Task directions: Copy out everything from the line containing "of the closed" down to the last line, requests included, and scale each coordinate in the answers by 2.4, rounding to whole numbers with halves rounded up.

Records to process:
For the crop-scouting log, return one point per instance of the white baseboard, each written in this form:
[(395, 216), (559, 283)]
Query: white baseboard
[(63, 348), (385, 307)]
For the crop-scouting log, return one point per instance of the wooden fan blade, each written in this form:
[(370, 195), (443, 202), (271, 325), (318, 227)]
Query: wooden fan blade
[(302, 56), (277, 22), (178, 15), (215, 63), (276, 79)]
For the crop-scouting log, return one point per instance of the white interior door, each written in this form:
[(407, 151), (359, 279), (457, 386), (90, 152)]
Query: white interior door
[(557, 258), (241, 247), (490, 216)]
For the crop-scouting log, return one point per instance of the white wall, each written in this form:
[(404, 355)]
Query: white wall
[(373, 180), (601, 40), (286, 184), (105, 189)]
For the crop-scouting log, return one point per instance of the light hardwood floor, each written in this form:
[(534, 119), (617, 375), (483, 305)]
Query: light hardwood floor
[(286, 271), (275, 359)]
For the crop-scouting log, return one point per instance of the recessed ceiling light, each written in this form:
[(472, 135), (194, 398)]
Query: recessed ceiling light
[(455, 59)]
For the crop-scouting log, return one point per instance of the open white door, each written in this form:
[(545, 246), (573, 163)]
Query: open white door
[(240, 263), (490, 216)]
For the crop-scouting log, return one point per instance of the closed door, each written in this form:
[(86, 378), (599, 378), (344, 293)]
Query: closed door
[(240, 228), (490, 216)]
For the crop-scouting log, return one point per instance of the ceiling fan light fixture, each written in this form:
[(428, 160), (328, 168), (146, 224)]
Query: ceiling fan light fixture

Answer to this exercise:
For the crop-scouting log, return one point per instance of the closed door, each written in this form:
[(86, 378), (599, 378), (344, 293)]
Query: closed door
[(576, 547), (1176, 518)]
For the crop-scouting log, return one point per instance of the ceiling fan light fixture, each written in this form:
[(428, 160), (328, 168), (146, 224)]
Query: ceiling fan light fixture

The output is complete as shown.